▶ [Текст]:
··········
Зеркало
Зеркало
лекало
звука
в высь
застынь
стань
тон
нет тебя
ты весь
высь
вынь себя
сам собой бейся босой
осой
ссс – ззз
озеро разреза
лекало лика
о плоскость лица
разбейся
то пол потолка
без зрака
а мрак
мерк
и рек
ре
до
си
ля
соль
фа
ми
ре
и рек
мерк
а мрак
без зрака
то пол потолка
разбейся
о плоскость лица
лекало лика
озеро разреза
ссс – ззз
осой
сам собой бейся босой
вынь себя
высь
ты весь
нет тебя
тон
стань
застынь
в высь
звука
лекало
зеркало
Зеркало — ключевой образ, это некая запредельная плоскость. Войти в нее — значит преодолеть очевидность мира трех измерений. И все же в зеркалах есть какая-то избыточная реальность. Само отражение настолько многозначительно, что поэту уже вроде бы и делать нечего. Стоишь перед зеркалом, как перед наглядным пособием по бессмертию... И потом опять же плоскость — объем: знакомые оппозиции. Вот если бы зеркало могло отражать внутреннее, как внешнее — глянул и оказался над мирозданием. Внутренняя, говоря словами Павла Флоренского, «обратная» перспектива наконец-то открылась в поэзии. Вот как выглядит мир при взгляде из внутренне-внешнего зазеркалья
Так, проходя по всем кругам метаметафорического мышления от чистого рацио до прозрачно-интуитивного, я словно входил в лабораторию Метаметафоры, стремясь быть — в меру моих возможностей — ее объективным исследователем, совмещая в себе «актера» и «зрителя». Разумеется, не мне, а читателю судить о том, что воплотилось в поэзию, а что осталось в области чистой филологии. Но для меня это единое целое, позволяющее выверить точность моих космологических интуиций.
Вернусь снова к образу человека внутри мироздания. Вспомним здесь державинское «я червь — я раб — я бог». Если весь космос — яблоко, а человек внутри... А что если червь, вывернувшись наизнанку, вместит изнутри все яблоко? Ведь ползает гусеница по листу, а потом закуклится, вывернется, станет бабочкой. Слова «червь» и «чрево» анаграммно вывернулись друг в друга. Так появился анаграммный образ антропной инверсии человека и космоса.
Червонный червь заката
путь проточил в воздушном яблоке,
и яблоко упало.
Тьма путей,
прочерченных червем,
все поглотила,
как яблоко — Адам.
То яблоко,
вкусившее Адама,
теперь внутри себя содержит древо,
а дерево,
вкусившее Адама,
горчит плодами —
их вкусил Адам.
··········
▶ [Задание]:
Дословно повторите отрывок из приведенного выше текста о метаметафоре от слов «Вернусь снова к» до слов «и яблоко упало.».
··········
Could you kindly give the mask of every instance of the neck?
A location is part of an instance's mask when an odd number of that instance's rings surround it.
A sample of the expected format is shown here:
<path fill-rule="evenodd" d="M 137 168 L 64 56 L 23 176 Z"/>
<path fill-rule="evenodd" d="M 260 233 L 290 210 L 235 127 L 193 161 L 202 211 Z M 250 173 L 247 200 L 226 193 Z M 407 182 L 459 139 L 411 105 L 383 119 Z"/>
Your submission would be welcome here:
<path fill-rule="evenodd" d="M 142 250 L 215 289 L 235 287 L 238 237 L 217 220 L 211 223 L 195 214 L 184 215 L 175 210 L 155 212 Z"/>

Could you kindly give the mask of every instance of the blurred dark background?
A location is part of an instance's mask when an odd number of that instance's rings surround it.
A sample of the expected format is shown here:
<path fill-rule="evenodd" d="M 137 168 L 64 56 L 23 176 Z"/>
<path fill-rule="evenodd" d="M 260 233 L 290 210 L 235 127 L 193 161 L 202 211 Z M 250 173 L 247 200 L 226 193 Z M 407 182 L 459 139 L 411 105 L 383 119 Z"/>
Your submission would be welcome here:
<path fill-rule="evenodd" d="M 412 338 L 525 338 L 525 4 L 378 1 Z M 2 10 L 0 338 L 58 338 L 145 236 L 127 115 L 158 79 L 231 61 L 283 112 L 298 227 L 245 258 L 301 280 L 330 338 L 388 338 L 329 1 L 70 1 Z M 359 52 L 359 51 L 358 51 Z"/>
··········
▶ [Ответ]:
Вернусь снова к образу человека внутри мироздания. Вспомним здесь державинское «я червь — я раб — я бог». Если весь космос — яблоко, а человек внутри... А что если червь, вывернувшись наизнанку, вместит изнутри все яблоко? Ведь ползает гусеница по листу, а потом закуклится, вывернется, станет бабочкой. Слова «червь» и «чрево» анаграммно вывернулись друг в друга. Так появился анаграммный образ антропной инверсии человека и космоса.
Червонный червь заката
путь проточил в воздушном яблоке,
и яблоко упало.